The exercise. Find each row below that contains the string "holding" and copy those rows out in full. Case matters.

────────────────

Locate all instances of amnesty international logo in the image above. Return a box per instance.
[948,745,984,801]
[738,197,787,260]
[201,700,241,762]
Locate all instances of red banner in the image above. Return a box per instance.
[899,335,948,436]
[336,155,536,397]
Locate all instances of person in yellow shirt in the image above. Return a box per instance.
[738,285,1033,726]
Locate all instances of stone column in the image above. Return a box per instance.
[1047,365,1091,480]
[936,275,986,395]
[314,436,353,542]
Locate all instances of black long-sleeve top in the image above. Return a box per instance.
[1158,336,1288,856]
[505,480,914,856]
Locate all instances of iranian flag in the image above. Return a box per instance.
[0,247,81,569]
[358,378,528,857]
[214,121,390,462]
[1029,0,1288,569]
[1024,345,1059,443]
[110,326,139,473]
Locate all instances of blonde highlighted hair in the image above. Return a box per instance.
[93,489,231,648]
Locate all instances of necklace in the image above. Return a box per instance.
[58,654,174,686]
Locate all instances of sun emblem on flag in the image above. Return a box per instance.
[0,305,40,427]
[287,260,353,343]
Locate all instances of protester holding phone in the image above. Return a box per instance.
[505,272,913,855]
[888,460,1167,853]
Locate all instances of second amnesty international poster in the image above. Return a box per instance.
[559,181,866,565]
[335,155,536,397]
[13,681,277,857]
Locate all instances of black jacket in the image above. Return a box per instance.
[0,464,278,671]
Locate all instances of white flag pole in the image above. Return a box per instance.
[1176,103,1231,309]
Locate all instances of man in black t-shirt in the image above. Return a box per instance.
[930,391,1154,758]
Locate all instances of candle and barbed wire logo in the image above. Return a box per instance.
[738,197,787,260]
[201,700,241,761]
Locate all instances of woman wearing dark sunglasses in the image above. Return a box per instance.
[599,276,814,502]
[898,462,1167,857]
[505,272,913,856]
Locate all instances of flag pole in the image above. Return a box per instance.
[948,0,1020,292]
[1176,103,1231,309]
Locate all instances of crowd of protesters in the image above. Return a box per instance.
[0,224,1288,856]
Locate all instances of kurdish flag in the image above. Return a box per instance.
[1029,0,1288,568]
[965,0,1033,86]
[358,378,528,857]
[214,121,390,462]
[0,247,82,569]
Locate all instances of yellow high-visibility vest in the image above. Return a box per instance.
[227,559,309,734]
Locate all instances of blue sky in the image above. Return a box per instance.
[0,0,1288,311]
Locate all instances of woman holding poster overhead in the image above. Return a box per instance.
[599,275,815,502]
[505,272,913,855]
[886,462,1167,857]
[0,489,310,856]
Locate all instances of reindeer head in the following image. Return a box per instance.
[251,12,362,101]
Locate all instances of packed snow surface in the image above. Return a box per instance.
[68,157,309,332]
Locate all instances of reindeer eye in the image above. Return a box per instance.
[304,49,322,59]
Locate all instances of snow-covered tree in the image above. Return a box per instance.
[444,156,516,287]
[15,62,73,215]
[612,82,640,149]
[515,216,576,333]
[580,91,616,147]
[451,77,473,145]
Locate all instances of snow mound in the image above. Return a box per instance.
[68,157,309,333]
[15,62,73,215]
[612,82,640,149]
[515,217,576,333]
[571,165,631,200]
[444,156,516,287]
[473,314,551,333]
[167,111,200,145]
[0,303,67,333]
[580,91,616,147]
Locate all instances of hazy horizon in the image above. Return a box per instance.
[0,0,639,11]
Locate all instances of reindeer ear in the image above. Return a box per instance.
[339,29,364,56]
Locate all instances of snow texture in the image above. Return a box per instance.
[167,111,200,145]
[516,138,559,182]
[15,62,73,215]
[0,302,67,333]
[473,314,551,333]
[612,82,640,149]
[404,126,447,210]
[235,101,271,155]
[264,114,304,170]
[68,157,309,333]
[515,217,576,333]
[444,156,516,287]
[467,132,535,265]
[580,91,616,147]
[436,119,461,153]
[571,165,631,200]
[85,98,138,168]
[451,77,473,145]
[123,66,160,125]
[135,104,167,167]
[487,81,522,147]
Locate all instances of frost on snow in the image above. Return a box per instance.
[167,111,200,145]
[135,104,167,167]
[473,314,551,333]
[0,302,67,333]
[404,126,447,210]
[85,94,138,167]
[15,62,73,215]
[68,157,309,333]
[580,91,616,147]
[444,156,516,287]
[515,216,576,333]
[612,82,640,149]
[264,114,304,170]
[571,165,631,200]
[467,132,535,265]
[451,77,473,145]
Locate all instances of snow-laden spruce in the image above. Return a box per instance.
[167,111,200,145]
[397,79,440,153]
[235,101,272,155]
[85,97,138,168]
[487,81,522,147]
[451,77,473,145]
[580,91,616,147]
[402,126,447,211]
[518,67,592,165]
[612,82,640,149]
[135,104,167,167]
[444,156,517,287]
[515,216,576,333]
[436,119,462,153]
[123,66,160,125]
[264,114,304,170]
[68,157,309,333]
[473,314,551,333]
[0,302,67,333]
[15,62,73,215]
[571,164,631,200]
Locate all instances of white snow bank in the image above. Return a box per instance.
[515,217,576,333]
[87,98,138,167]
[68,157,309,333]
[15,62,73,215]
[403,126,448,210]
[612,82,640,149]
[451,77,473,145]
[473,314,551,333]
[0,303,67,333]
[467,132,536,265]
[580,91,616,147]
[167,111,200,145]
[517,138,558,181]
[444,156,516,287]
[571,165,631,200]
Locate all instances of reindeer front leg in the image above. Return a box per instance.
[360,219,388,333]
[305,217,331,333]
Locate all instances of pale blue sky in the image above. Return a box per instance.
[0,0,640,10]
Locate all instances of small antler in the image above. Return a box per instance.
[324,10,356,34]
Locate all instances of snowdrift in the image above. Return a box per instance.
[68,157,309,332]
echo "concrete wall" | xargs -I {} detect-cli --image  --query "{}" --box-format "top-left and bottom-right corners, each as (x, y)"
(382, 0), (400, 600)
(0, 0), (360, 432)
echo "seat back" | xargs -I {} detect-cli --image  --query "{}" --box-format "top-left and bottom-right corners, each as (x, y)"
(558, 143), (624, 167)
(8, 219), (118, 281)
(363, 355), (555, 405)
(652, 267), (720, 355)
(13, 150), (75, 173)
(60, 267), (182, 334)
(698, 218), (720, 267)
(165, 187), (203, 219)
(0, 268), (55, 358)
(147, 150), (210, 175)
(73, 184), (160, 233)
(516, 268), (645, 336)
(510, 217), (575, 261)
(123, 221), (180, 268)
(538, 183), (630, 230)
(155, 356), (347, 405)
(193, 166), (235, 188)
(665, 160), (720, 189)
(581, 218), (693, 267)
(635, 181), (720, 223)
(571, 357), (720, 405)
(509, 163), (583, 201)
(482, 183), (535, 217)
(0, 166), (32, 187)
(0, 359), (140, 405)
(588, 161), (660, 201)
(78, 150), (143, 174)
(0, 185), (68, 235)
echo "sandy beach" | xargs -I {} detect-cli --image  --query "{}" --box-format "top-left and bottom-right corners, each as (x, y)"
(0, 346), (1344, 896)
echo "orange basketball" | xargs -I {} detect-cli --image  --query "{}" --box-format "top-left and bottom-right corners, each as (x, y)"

────────────────

The answer.
Locate all instances of protester holding phone in the image above. Return a box per instance.
Locate all instances of woman holding poster overhead in the image above. Return a box per instance.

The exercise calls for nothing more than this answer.